• **Testo fornito**:
___
Scritto da Federico Moretti
Il riassunto del libro
Se il tuo pensiero è “Smettila con le ca**ate e dimmi solo cosa devo fare”, allora sei nel posto giusto.
The Art of the Start è un libro pubblicato da Portfolio Penguin nel 2004. Una seconda edizione (“The Art of the Start 2.0”) è stata inoltre pubblicata nel 2015. L’autore, Guy Kawasaki, è un imprenditore e autore nippo-statunitense, autore di dieci volumi sull’innovazione e le startup. The Art of the Start è il suo ottavo libro.
Come ben dimostrato dalla citazione in apertura, l’obiettivo del libro è quello di facilitare la creazione di una startup. L’autore non perde tempo e spazio nel raccontare la storia dell’imprenditorialità, ma da subito – e per tutto il volume – riporta una vastissima serie di consigli “tattici” da applicare alla propria startup, in tutte le fase del ciclo di vita: dalla fondazione, all’organizzazione, all’operatività fino alla crescita (“causation”, “articulation”, “activation” e “proliferation”, rispettivamente).
Dalla creazione dell’azienda stessa, che deve essere qualcosa di significativo (“make meaning”), deve essere riassumibile in una semplice frase deve avere un posizionamento “polarizzante” (una parte di pubblico che ama i prodotti e servizi, e un’altra parte che li odia)
Allo stesso modo, il modello di business deve essere più specifico e di nicchia possibile, e deve avere una serie di milestone, ipotesi e azioni (“milestones, assumptions & task”) da testare sul campo.
Per quanto riguarda l’organizzazione, l’autore propone alcuni accorgimenti sulla scelta del nome dell’impresa: la lettera iniziale deve essere nelle prime lettere dell’alfabeto, è consigliato evitare i numeri, e scegliere un nome che possa essere facilmente trasformato in verbo, come “google”. La proposizione di valore deve essere più personale possibile e deve avere un “opposto” che abbia un senso compiuto. Nel caso questo non succedesse, la proposta di valore non ha senso o non è abbastanza specifica.
Kawasaki inoltre propone numerosi consigli sull’arte della presentazione ai potenziali investitori (“pitching”), anche in questo caso attraverso numerosi consigli pratici sul format della presentazione (“dieci slide, venti minuti, font da 30 punti”) e sui contenuti da presentare, come calcolare il valore di mercato di riferimento (“total addressable market”) e come migliorare la qualità della propria esposizione. Ulteriori consigli sono poi presentati per la stesura del business plan che – a detta dell’autore – dev’essere integrato dopo aver testato sul campo il pitch della propria azienda, e non viceversa.
Una volta definito il piano operativo, secondo Kawasaki, la startup deve operare per ridurre al minimo indispensabile tutte le spese relative al proprio modello di business (“bootstrapping”) e testare diverse ipotesi per raggiungere la combinazione ideale tra il prodotto/servizio e il mercato di riferimento. Un modo per fare questo è iniziare fornendo servizi di consulenza e intervistando i potenziali clienti, per poi sviluppare successivamente un prodotto/servizio in grado di risolvere i problemi di questi ultimi. Un consiglio per questa attività è quello di posizionarsi in contrapposizione all’offerta dei leader di mercato attuali. Così facendo si potrà attirare tutti i clienti insoddisfatti del mercato attuale. Altri consigli su questa attività prevedono la sistematica ottimizzazione dei processi produttivi, contenendo i numeri dello staff e ricorrendo – dove possibile – all’esternalizzazione delle attività.
___
Elementi da un dataset
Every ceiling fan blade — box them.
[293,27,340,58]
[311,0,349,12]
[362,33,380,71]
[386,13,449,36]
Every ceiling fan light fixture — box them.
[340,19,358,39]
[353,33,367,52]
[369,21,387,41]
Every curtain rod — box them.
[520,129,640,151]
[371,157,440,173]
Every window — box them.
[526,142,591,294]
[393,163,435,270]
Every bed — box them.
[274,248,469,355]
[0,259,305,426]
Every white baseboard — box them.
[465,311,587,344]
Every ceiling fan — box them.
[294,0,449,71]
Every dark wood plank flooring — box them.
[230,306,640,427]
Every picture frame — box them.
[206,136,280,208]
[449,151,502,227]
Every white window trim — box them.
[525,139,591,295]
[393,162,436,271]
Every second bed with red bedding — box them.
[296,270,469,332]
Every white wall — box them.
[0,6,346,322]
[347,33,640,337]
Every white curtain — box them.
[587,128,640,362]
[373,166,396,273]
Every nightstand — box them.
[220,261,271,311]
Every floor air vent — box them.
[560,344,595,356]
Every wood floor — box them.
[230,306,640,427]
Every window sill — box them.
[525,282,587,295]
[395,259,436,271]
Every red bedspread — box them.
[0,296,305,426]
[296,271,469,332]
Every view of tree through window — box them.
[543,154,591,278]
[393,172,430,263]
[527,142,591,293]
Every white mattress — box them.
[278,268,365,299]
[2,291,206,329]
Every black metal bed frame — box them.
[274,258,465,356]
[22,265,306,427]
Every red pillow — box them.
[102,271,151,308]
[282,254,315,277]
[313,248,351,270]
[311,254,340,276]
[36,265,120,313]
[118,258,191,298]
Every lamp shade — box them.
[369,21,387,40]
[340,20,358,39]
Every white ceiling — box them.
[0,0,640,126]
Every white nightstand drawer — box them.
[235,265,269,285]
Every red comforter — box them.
___
• **La consegna**:
Stabilisci se le affermazioni seguenti concordano con il testo fornito. Per ciascuna rispondi sì o no e riporta fra virgolette le parole del testo che lo dimostrano.
(a) The Art of the Start è il quinto libro di Guy Kawasaki.
(b) Secondo l'autore, il business plan va integrato dopo aver testato sul campo il pitch.
(c) Per il nome dell'impresa si consiglia di inserire dei numeri.

• **Risposta scritta**:
(a) No: "The Art of the Start è il suo ottavo libro."
(b) Sì: "dev’essere integrato dopo aver testato sul campo il pitch della propria azienda, e non viceversa"
(c) No: "è consigliato evitare i numeri"